Passage provided
U.S. Secretary of State Mike Pompeo, left, listens to Paraguay's Vice President Luis Castiglioni, during a press conference at "Palacio de Lopez," in Asuncion, Paraguay, April 13, 2019.
U.S. Secretary of State Mike Pompeo, left, listens to Paraguay's Vice President Luis Castiglioni, during a press conference at "Palacio de Lopez," in Asuncion, Paraguay, April 13, 2019.

U.S. Secretary of State Mike Pompeo says he does not think the Venezuelan people will tolerate the Maduro regime much longer.

"The devastation wrought by Nicolas Maruro, the tragedy of the humanitarian situation there bought out solely by Maduro making the choice to bring in the Cubans, to allow Russians to intervene in the country -- those are things that are destroying the lives of young people in Venezuela," Pompeo told Peru's El Comercio newspaper Sunday.

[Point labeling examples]
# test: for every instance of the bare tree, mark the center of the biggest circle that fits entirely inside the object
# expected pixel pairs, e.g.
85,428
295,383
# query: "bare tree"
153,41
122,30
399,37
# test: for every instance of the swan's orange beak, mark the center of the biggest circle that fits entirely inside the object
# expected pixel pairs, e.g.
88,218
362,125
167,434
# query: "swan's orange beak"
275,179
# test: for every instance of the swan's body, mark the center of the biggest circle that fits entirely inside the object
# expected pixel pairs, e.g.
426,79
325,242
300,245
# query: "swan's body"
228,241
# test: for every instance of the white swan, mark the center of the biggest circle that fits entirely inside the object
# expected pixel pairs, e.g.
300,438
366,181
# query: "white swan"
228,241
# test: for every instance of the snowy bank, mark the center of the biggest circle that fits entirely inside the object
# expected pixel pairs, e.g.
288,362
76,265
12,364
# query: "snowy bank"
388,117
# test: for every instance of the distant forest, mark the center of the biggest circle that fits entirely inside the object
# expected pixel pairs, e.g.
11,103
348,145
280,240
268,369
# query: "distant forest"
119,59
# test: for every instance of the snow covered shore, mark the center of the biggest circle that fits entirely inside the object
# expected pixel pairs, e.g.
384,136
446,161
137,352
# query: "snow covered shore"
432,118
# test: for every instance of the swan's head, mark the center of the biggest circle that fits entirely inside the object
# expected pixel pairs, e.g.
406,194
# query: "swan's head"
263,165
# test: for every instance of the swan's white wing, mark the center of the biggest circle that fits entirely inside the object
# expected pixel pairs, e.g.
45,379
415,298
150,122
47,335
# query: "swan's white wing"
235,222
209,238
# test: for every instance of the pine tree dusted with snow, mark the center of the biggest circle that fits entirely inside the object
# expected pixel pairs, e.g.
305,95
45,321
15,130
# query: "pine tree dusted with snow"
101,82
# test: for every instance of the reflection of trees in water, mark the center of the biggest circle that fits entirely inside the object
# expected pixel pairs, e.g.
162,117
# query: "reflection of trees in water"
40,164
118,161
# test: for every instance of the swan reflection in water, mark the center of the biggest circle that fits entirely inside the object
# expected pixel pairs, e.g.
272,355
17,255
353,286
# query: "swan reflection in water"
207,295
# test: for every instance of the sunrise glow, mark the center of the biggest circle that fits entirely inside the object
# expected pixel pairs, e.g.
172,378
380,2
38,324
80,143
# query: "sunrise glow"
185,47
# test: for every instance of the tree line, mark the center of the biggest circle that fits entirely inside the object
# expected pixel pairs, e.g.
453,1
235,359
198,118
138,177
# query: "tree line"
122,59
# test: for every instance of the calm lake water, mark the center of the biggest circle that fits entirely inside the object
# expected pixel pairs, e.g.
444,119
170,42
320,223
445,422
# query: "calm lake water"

Requirements
**1.** Copy the stretch of the Pompeo news item from "U.S. Secretary of State Mike Pompeo says" through "Comercio newspaper Sunday.", changing "Venezuelan people" to "citizens of Venezuela".
**2.** Which countries are named in the Pompeo news item? List every one.
**3.** According to the Pompeo news item, where was the April 13, 2019 press conference held?

Set of answers
**1.**
U.S. Secretary of State Mike Pompeo says he does not think the citizens of Venezuela will tolerate the Maduro regime much longer.

"The devastation wrought by Nicolas Maruro, the tragedy of the humanitarian situation there bought out solely by Maduro making the choice to bring in the Cubans, to allow Russians to intervene in the country -- those are things that are destroying the lives of young people in Venezuela," Pompeo told Peru's El Comercio newspaper Sunday.

**2.** United States (U.S.), Paraguay, Venezuela, Peru

**3.** At "Palacio de Lopez" in Asuncion, Paraguay.